July 26th I caught the largest male and had him neutered. Both cats seemed fine for weeks after. We had a regular routine of feeding at 9:00 am and 6:00 pm. The whole pride was dependable like clockwork.

My concern is that after the 7th I had not seen the neutered male and the smallest female. The other two Kittens ( at least 4 months old) disappeared last Wednesday. However, I have seen the mother but not regularly.

Is it natural for them to split apart or find other territories? I am beside myself. I guess I have a certain emotional attachment after watching them grow up and play almost every day. I live in a small town with its share of uneducated ********. My fear is that something may have happened to them.

To make matters more interesting a small perhaps 10 - 12 weeks old kitten has shown up and resides day and night in a nearby tree. 

Can you share any insights concerning this feral cat behavior? Is it possible that foul play was involved?


----------



## Jeanie (Jun 18, 2003)

Usually, cats will return to the place they were fed. Perhaps other people are feeding them. I would hate to think someone harmed them. That sort of thing happens, of course.

Is it possible that both missing kittens were a bit older and the female came into season? The male could also have been attracted to another female in season. They are five months; it could happen. I hope they come home. There are organizations listed at the top of the forum which will spay and neuter reasonably. Good luck.


----------



## Troutstail (Aug 13, 2006)

*re*

The Mother was spayed on the 26th of June. and the male kitten cat that first dissapered had been nudered 2 1/2 weeks ago.The Mom is ok I did see her this morning
.
However, I also spotted a new strange cat comming to the feeding area.


----------



## Troutstail (Aug 13, 2006)

*kitten update*

:wink:I mentioned the strange tiny kitten that was in the tree for 3 days and would not let me get close. She finally decided to trust me and now she is in my office playing with a fake mouse. She lets me touch her and pick her up.
She is going to the vet tomorrow morning. This is the 4th kitten I have rescued and adopted out this year.


----------



## Jeanie (Jun 18, 2003)

That's good news. Kudos to you for rescuing all of these babies.  I'm glad Mother kitty is back.


----------



## Hippyhart (Jul 4, 2004)

That's great, Trouts! Are you working with an organization or doing this on your own? 

I miss caring for the ferals at my old apartment (of course, I kept three of them and found six of them homes, so I feel like I've done my part). 

I hope your other ferals are okay.


----------



## Jeanie (Jun 18, 2003)

You've done a great job, Katie!


----------

* **What this exercise asks**:
1 - In the thread about the feral cats, at what two times were the cats fed each day?
2 - Retype the stretch of the feral cat thread from "She is going" through "kitty is back.".

* **Data block**:
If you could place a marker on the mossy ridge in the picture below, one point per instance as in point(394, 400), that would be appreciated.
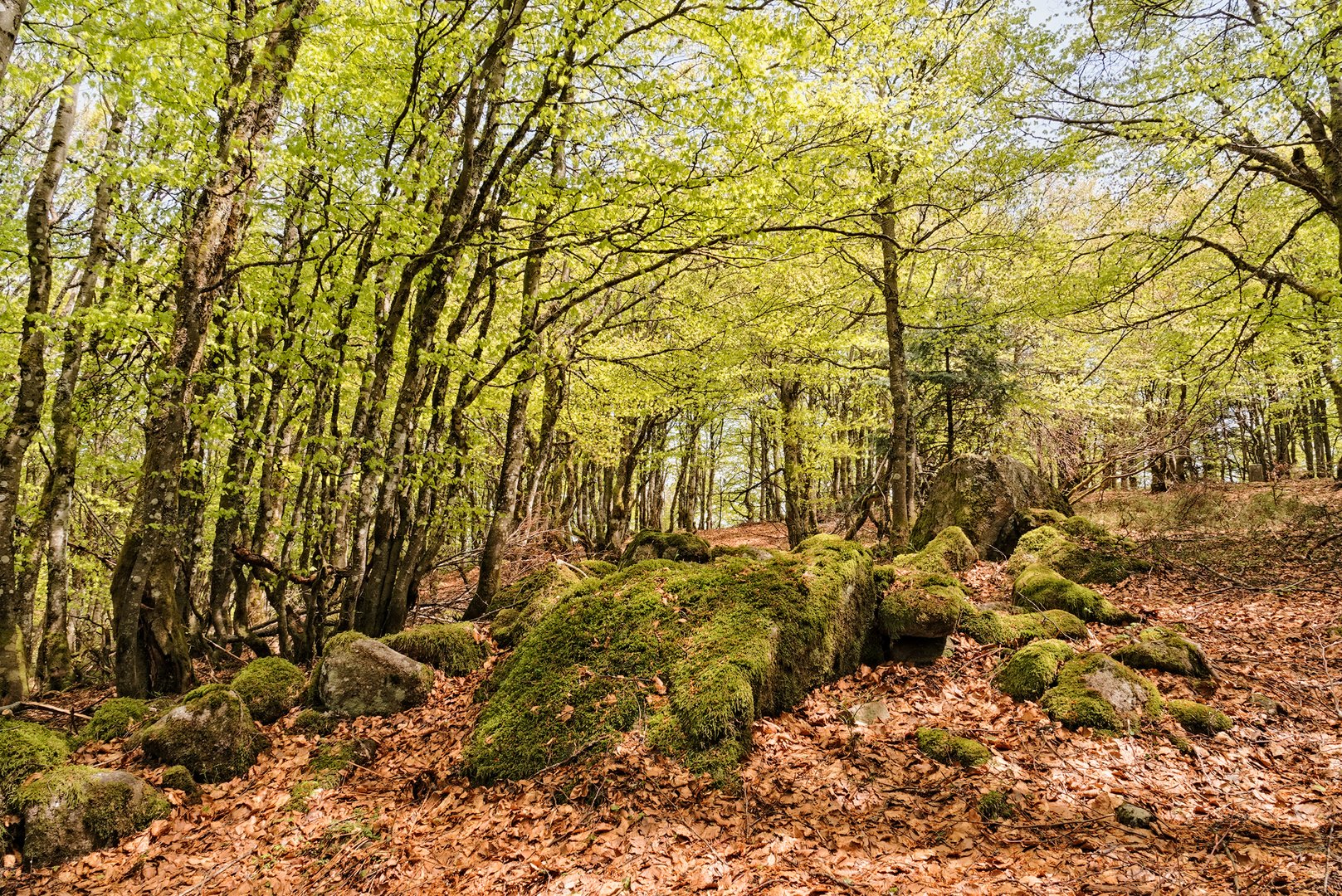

* **Solutions to the problems**:
1 - 9:00 am and 6:00 pm

2 -
She is going to the vet tomorrow morning. This is the 4th kitten I have rescued and adopted out this year.


----------



## Jeanie (Jun 18, 2003)

That's good news. Kudos to you for rescuing all of these babies.  I'm glad Mother kitty is back.